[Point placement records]
○ ○ ○
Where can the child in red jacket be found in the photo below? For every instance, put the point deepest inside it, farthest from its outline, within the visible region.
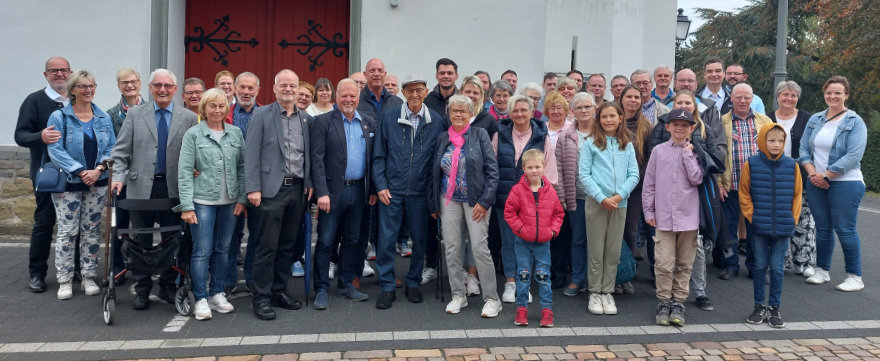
(535, 215)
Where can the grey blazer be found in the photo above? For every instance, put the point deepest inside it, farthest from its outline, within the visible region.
(134, 154)
(264, 151)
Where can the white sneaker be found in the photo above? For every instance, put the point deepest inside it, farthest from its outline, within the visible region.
(595, 304)
(608, 305)
(509, 294)
(428, 274)
(472, 285)
(203, 311)
(852, 283)
(368, 271)
(219, 303)
(456, 304)
(332, 270)
(809, 271)
(65, 290)
(90, 287)
(821, 276)
(491, 308)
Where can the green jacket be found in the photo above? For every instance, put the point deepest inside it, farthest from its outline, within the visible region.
(213, 161)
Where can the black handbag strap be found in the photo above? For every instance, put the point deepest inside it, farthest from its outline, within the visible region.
(63, 142)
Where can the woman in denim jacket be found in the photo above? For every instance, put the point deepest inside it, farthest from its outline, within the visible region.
(210, 200)
(88, 138)
(831, 153)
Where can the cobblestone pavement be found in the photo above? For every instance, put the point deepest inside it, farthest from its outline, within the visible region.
(766, 350)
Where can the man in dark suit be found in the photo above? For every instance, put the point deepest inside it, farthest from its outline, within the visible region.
(146, 154)
(31, 132)
(278, 182)
(341, 146)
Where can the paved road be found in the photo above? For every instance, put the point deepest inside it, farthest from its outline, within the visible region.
(39, 327)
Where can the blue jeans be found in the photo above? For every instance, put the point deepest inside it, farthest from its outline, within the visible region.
(235, 247)
(390, 218)
(528, 253)
(768, 251)
(508, 256)
(211, 236)
(347, 217)
(578, 222)
(730, 206)
(837, 209)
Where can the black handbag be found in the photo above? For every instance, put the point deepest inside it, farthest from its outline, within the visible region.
(50, 177)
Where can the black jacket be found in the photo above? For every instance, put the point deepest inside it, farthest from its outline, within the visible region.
(32, 118)
(482, 169)
(329, 153)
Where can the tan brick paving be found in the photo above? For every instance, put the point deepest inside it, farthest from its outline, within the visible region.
(852, 348)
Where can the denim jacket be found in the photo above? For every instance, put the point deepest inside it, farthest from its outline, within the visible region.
(213, 160)
(609, 171)
(72, 158)
(850, 140)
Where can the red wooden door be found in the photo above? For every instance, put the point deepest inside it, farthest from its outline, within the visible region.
○ ○ ○
WHAT YOU NEED TO DO:
Apart from the pictures, the entries above are to be repeated in full and exactly.

WRITTEN SOLUTION:
Where can the child in red jacket be found in the photo below? For every instance, put the point deepest inside it, farthest from its outline, within the visible region.
(535, 215)
Where can the grey blazer be found in the photo above? For every instance, put the point deepest inside it, farthest from its outline, within the visible region.
(134, 154)
(264, 151)
Where can the white sneaker be found in the photo above? For every instance, put the point deepest inside it, farthest from its outline, within the visible region.
(595, 304)
(608, 305)
(509, 294)
(428, 274)
(472, 285)
(203, 311)
(852, 283)
(368, 271)
(219, 303)
(456, 304)
(332, 270)
(809, 271)
(65, 290)
(90, 287)
(821, 276)
(491, 308)
Where can the green jacket be found in the photo above? For every instance, put the point deepest inside it, farthest from its outline, within the visible region.
(213, 161)
Where can the black handbag strap be found in the photo above? For every instance, put the point deepest inside it, farthest from its outline, within the visible region.
(63, 142)
Where can the woman in denim jacket be found in the photo above? For every instance, put the point deepest inside it, farthest from its outline, within the visible region.
(210, 200)
(88, 138)
(831, 153)
Where can the cobblestone pavement be found in the photo above? For every instance, put the point deepest inside it, farthest from its outline, within the visible region.
(766, 350)
Where can the man in dark suit be found in the photo above? For every instance, put the point deepest inside it, farthest from its outline, within the visible region.
(146, 154)
(31, 132)
(278, 182)
(341, 146)
Where can the paved road be found in the photo above? For every instance, put the point deepest inside it, farthest from its outline, within the visible region.
(39, 327)
Where can the blue jeans be found in the photo above? For every instance, put the point deepest inside it, farthest from its outline, within the visible region.
(235, 247)
(390, 218)
(528, 253)
(768, 251)
(508, 256)
(211, 236)
(347, 217)
(578, 222)
(730, 206)
(837, 209)
Where can the black handbag be found in the photo above? For every instance, put the point deepest inside it, farthest from its outline, within the visible region.
(50, 177)
Where can the black jacket be found in the photo above? For every instance, put the point deepest inside it, farthest from its outline, within the visible region.
(32, 118)
(482, 169)
(329, 153)
Where can the tan brick paving be found in the photo above? For every instance, put the point deepest inside it, farthest from its outline, within the visible region.
(852, 348)
Where can the denim jacket be found in the photo above? For every instance, put the point deepest inside it, farthest from its outline, within the visible region.
(213, 160)
(609, 171)
(72, 158)
(850, 140)
Where can the red wooden door be found in the photo above? For every instance, put the point deepest inside it, farthest from its outline, within the visible region.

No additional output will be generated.